***** SELECTED EXCERPT *****
Anyone believe in free markets at New Mexico’s Universities?

Readers of this space are well aware of the calls made by the Rio Grande Foundation for serious reforms to our higher education system due to poor performance and high costs to taxpayers. But another great reason to introduce market forces to higher education is that it would likely to result in a more ideologically-balanced academia. I’ve written before about UNM’s faculty and their hard-left views, but one Doug Morris who hails from Eastern New Mexico University makes the UNM folks look like Milton Friedman wannabees with his recent paean to singer Woody Guthrie.

Now, I’m not denying that Guthrie was a talented singer. What I am saying is that his political ideas, at least as represented by Morris, would have been an immoral disaster had they been implemented in the USA. Morris states repeatedly in his article that Guthrie supported communism. He argues that “private ownership of social and economic resources” is “anti-democratic and exploitative.” Lastly, he calls capitalism “tyrannical” and lumps it in with fascism, racism, militarism, and imperialism. This is just crazy.
***** STORED DATA *****
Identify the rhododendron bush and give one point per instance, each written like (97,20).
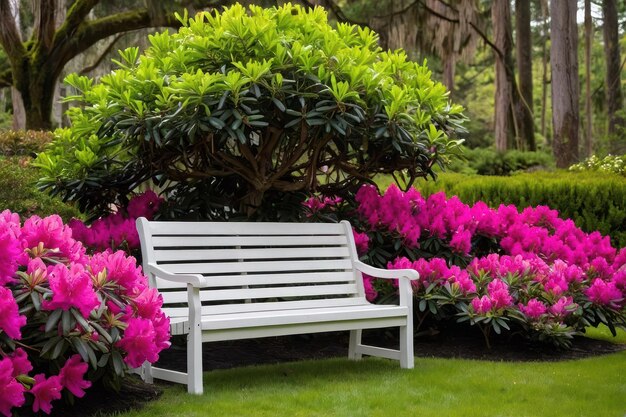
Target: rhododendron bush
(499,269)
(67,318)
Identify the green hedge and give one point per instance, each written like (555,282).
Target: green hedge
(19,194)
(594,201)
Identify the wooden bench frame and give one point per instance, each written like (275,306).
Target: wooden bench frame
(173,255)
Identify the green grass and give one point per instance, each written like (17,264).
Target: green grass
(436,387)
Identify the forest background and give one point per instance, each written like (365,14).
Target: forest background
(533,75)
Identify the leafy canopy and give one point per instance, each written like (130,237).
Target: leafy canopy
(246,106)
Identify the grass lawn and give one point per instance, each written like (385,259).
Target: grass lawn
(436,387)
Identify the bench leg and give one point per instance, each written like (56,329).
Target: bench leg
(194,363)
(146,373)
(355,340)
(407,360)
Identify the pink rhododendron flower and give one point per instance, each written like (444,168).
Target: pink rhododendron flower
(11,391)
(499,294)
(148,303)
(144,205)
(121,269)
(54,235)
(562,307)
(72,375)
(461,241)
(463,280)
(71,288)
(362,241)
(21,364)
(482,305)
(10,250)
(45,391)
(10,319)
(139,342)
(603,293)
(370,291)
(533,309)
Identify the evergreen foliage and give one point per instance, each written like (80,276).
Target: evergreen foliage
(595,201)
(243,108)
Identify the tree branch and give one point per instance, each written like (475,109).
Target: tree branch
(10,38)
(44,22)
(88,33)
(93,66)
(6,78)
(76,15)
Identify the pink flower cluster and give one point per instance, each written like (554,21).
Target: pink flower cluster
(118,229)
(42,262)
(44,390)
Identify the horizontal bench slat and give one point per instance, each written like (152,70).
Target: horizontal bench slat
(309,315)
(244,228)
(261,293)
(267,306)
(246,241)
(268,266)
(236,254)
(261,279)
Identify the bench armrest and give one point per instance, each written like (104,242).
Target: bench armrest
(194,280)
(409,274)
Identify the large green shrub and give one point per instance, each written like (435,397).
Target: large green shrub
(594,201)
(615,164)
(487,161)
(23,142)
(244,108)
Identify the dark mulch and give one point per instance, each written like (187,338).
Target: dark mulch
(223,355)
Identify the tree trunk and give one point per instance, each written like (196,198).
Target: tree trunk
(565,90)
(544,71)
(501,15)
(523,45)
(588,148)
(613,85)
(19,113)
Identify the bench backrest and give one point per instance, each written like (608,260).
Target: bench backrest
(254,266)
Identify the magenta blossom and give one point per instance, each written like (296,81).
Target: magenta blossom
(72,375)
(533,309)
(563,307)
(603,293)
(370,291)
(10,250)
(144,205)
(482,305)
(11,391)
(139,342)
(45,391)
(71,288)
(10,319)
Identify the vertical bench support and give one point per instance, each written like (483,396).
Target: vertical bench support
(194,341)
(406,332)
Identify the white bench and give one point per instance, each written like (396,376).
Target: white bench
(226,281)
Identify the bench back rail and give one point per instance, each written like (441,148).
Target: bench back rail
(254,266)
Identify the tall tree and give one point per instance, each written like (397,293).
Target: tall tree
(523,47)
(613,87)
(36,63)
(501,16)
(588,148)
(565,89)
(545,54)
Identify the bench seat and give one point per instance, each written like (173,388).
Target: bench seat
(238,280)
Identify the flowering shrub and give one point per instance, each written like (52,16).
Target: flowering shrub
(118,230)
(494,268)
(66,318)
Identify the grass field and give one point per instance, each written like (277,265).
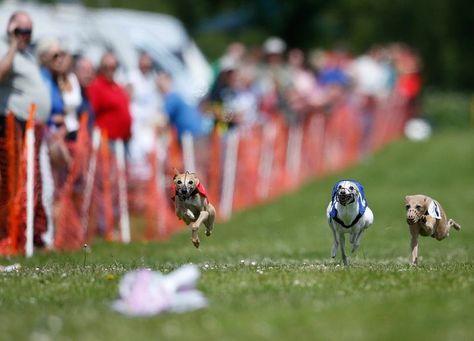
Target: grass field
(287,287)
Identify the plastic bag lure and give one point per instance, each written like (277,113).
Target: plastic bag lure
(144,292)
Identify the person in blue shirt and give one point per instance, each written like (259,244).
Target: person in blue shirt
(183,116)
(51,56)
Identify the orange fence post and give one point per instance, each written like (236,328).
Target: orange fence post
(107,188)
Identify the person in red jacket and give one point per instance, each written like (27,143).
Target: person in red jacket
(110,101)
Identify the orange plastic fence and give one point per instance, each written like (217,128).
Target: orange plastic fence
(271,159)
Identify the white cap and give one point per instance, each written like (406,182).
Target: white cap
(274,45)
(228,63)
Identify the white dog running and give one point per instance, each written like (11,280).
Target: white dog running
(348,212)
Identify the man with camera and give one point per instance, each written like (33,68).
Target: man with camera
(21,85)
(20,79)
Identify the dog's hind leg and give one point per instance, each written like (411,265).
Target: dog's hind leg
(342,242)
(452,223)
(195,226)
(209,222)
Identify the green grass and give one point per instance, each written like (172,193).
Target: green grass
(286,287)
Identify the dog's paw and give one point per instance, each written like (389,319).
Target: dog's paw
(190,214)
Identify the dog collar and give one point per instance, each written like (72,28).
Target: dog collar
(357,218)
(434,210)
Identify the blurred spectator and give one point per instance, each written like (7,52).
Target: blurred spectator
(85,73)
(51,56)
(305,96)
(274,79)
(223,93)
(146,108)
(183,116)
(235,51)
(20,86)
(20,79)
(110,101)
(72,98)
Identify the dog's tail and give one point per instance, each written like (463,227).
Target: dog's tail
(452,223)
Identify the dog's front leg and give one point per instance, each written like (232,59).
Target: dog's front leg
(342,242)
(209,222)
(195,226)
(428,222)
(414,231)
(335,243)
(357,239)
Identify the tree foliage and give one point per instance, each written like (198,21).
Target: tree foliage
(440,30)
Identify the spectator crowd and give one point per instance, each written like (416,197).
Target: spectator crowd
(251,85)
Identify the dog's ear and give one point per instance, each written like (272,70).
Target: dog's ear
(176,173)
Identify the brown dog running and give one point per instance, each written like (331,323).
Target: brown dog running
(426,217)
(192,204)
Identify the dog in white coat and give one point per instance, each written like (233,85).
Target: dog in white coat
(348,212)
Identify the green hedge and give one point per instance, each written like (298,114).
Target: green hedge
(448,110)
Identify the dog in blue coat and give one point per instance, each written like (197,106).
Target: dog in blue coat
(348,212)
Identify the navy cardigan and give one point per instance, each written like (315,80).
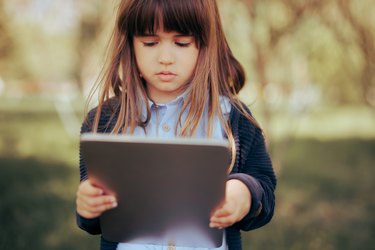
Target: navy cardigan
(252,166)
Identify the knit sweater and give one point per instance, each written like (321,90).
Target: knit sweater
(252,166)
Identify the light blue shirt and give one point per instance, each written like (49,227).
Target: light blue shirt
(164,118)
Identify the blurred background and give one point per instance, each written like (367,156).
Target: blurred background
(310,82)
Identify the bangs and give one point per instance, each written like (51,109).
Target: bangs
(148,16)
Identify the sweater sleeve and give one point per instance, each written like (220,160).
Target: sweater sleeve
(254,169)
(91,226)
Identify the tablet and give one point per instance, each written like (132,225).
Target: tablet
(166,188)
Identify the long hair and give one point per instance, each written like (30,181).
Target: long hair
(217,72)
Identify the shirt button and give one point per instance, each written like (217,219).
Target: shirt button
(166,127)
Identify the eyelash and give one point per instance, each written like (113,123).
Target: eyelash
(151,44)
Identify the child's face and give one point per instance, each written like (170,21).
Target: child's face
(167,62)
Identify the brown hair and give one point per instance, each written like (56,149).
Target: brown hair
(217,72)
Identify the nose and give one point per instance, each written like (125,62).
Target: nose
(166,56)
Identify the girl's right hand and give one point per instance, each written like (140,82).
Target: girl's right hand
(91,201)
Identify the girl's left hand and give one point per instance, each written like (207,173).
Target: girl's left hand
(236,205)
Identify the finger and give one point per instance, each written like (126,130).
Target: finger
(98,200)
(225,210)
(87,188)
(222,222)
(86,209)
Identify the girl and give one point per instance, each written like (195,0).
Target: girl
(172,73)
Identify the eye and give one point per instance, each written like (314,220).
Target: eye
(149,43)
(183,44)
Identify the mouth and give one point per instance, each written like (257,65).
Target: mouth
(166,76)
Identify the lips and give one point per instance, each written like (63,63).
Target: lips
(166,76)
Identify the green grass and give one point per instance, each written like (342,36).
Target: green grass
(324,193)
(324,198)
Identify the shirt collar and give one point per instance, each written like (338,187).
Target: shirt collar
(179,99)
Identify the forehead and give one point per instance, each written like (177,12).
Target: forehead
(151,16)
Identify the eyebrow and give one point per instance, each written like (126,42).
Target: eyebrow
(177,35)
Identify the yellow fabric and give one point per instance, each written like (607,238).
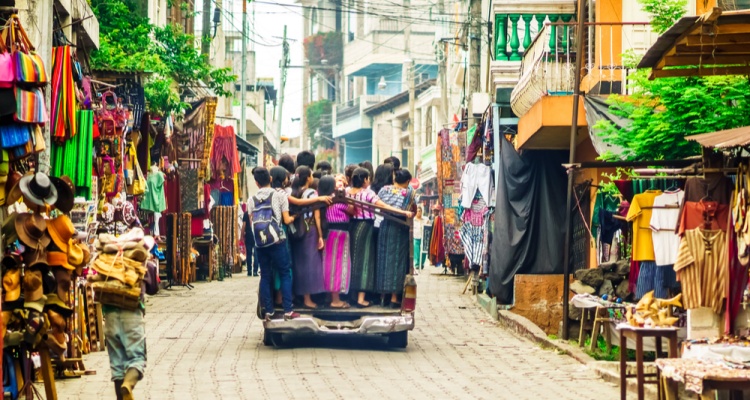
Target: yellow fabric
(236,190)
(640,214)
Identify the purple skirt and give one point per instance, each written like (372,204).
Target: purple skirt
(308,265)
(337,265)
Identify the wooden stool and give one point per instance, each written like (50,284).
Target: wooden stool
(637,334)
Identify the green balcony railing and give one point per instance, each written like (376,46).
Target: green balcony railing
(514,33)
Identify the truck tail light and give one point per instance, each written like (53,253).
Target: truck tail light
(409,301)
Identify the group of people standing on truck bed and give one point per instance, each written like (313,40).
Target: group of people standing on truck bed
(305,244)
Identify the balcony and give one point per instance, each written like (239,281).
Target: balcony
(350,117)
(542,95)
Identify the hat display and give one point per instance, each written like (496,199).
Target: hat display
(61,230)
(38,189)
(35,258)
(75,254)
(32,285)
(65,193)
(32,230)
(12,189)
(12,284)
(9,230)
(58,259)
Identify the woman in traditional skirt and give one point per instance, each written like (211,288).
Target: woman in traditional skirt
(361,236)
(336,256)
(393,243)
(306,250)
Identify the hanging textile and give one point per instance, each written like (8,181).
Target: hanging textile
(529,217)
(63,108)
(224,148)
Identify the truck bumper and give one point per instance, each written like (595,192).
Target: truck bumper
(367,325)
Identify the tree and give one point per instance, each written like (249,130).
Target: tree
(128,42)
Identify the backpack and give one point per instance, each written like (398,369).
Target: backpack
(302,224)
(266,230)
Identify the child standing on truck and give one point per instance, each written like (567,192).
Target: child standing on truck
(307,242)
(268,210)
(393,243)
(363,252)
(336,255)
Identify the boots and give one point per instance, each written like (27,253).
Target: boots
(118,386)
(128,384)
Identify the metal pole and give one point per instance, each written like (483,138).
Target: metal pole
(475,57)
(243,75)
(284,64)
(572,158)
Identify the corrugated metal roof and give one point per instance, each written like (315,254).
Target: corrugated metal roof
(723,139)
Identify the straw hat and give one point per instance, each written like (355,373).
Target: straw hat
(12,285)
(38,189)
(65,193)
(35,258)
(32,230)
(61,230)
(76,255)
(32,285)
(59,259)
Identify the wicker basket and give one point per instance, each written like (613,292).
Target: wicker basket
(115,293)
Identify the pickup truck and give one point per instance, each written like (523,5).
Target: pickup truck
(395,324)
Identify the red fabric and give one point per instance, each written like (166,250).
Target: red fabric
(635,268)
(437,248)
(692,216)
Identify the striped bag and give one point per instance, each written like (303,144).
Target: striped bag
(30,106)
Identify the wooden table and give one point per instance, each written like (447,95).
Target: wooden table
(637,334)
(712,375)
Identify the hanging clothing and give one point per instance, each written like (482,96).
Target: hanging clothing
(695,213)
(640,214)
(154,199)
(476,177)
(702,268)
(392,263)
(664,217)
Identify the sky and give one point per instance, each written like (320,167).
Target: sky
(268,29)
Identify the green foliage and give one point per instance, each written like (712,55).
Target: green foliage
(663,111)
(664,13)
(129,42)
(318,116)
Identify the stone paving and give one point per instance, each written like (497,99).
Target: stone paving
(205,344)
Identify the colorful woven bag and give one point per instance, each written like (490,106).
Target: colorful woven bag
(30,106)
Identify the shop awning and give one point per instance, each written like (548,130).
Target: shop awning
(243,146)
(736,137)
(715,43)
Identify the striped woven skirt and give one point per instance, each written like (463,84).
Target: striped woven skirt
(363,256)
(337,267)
*****
DIRECTIONS:
a - In the post on free markets at New Mexico's universities, rewrite the passage starting at "Anyone believe in" and ending at "singer Woody Guthrie.", using "postsecondary education" in place of "higher education".
b - In the post on free markets at New Mexico's universities, which university is Doug Morris from?

EXPECTED OUTPUTS:
a -
Anyone believe in free markets at New Mexico’s Universities?

Readers of this space are well aware of the calls made by the Rio Grande Foundation for serious reforms to our postsecondary education system due to poor performance and high costs to taxpayers. But another great reason to introduce market forces to postsecondary education is that it would likely to result in a more ideologically-balanced academia. I’ve written before about UNM’s faculty and their hard-left views, but one Doug Morris who hails from Eastern New Mexico University makes the UNM folks look like Milton Friedman wannabees with his recent paean to singer Woody Guthrie.

b - Eastern New Mexico University.